### Source passage
>> Start
Let’s say you’ve just come up with a brilliant idea for a product that will change the world (at least for your customers).
Of course you want to protect that idea so no one else can swoop in and sell it out from under you. So you need to register a patent to formalize your claim under intellectual property law.
Most of SPARK’s clients wind up seeking patents at some point in the product development process. Part of our process may include connecting them with a patent attorney when the time is right.
What is a patent?
The US Patent & Trademark Office (USPTO) grants patents for 20 years from the initial application date—for anyone who “invents or discovers any new and useful process, machine, manufacture, or composition of matter, or any new and useful improvement thereof.”
Essentially a patent certifies someone’s sole right to make, use, sell, or import the protected design. It also gives a legal basis for stopping potential infringements (more on that later).
There are 3 types of patents:
Utility patent – Protects the unique and novel functionality of a product. Stronger protection, but harder to get than a design patent. Includes roughly 90% of patents registered with USPTO.
>> End
### Provided data
>> Start
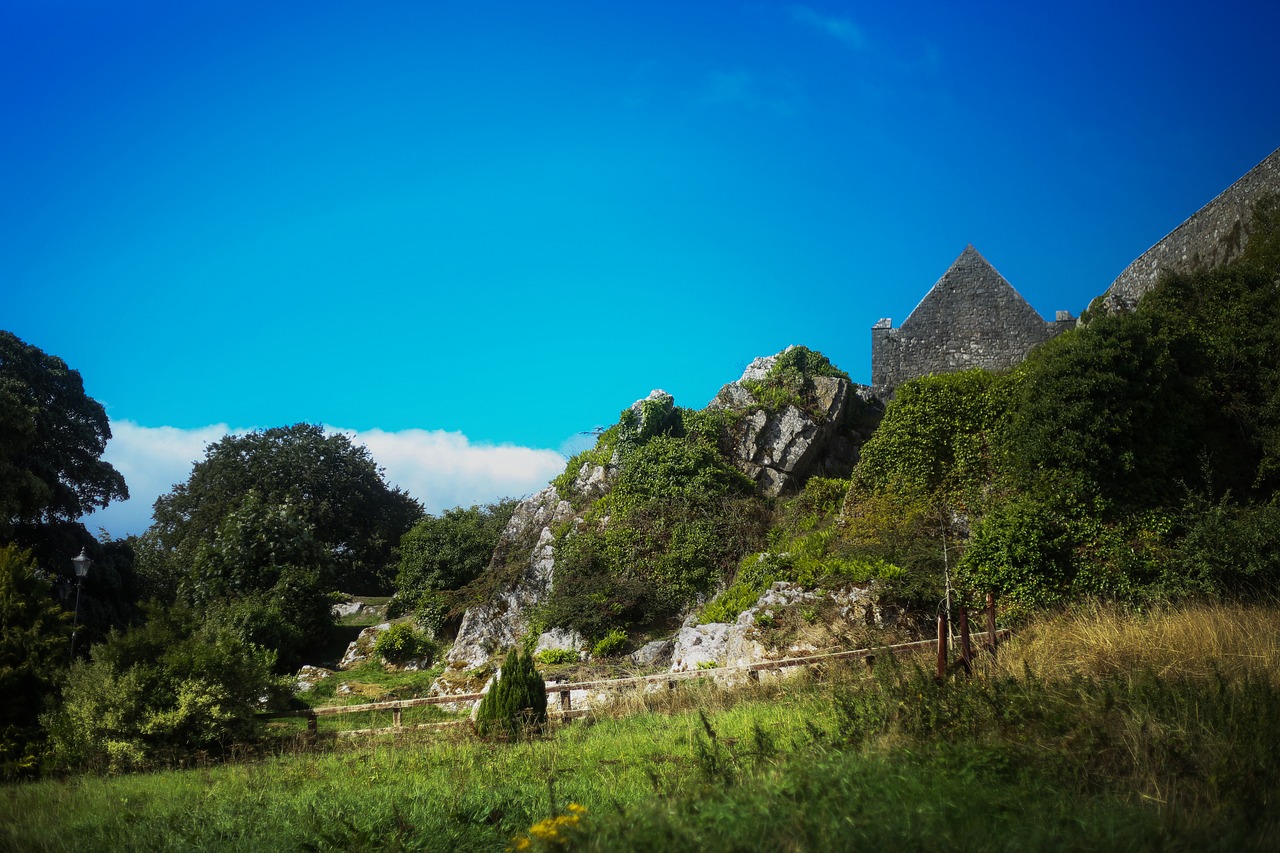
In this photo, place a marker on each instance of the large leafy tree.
>> End
### What you will do
[1] Answer these questions using the passage on patents:
(a) For how long does the USPTO grant patents, and from what date is that period counted?
(b) How many types of patents does the passage say there are?
(c) Roughly what percentage of patents registered with the USPTO are utility patents?
[2] Set down, word for word, the part of the passage on patents that opens with the words containing "Most of SPARK’s" and closes with "registered with USPTO.".

### List of solutions
[1]
(a) 20 years, counted from the initial application date.
(b) 3.
(c) Roughly 90%.

[2]
Most of SPARK’s clients wind up seeking patents at some point in the product development process. Part of our process may include connecting them with a patent attorney when the time is right.
What is a patent?
The US Patent & Trademark Office (USPTO) grants patents for 20 years from the initial application date—for anyone who “invents or discovers any new and useful process, machine, manufacture, or composition of matter, or any new and useful improvement thereof.”
Essentially a patent certifies someone’s sole right to make, use, sell, or import the protected design. It also gives a legal basis for stopping potential infringements (more on that later).
There are 3 types of patents:
Utility patent – Protects the unique and novel functionality of a product. Stronger protection, but harder to get than a design patent. Includes roughly 90% of patents registered with USPTO.